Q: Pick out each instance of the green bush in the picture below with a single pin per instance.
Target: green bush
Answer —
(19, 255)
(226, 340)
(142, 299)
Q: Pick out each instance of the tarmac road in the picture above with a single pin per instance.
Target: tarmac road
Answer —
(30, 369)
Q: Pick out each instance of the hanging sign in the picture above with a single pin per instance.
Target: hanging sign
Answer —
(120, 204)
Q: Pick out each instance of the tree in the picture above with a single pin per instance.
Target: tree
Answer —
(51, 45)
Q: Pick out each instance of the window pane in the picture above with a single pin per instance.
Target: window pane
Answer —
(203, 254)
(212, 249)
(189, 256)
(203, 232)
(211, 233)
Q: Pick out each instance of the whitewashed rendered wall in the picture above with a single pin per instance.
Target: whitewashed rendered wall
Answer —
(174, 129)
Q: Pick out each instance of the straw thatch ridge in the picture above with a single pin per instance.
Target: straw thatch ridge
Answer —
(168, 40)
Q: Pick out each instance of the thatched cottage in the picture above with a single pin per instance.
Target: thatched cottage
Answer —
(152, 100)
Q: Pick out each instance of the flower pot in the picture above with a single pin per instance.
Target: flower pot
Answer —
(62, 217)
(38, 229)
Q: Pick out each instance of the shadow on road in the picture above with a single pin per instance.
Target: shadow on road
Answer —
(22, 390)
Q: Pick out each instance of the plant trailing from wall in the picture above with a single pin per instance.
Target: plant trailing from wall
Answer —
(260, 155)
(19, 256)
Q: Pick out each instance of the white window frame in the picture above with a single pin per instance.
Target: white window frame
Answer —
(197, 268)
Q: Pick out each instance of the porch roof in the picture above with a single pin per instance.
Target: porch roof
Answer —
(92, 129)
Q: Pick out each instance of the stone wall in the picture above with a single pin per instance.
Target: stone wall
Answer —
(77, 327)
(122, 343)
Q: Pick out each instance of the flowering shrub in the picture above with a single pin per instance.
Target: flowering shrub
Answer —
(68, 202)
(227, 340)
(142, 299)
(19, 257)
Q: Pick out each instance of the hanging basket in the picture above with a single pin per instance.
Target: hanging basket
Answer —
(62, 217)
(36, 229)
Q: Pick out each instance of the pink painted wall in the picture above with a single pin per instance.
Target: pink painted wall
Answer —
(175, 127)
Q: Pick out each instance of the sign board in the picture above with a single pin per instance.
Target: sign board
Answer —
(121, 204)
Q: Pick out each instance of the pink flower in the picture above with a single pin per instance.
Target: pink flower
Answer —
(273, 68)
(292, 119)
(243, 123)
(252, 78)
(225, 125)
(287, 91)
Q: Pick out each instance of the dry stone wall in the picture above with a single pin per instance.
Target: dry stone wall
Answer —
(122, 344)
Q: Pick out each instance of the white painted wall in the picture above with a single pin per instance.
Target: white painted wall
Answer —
□ □ □ □ □
WHAT TO PRODUCE: An exact restatement of the lines from the one with "Q: Pick out each instance of the sign" through the last line of the data is the only acceptable answer.

YOUR RESPONSE:
Q: Pick out each instance of the sign board in the picture above with a single pin per instance.
Target: sign board
Answer —
(121, 204)
Q: Pick out each instance of the pink flower in the picture above with a single pin per instance.
Target: pink flower
Answer —
(273, 68)
(292, 119)
(243, 123)
(252, 78)
(225, 125)
(287, 91)
Q: Pick out each instance of the dry stone wall in the picture above with a single pin per instance.
Target: dry stone wall
Answer —
(122, 344)
Q: Pick out each instance of the white painted wall in the picture above with a single pin per instance.
Target: white painted wall
Answer —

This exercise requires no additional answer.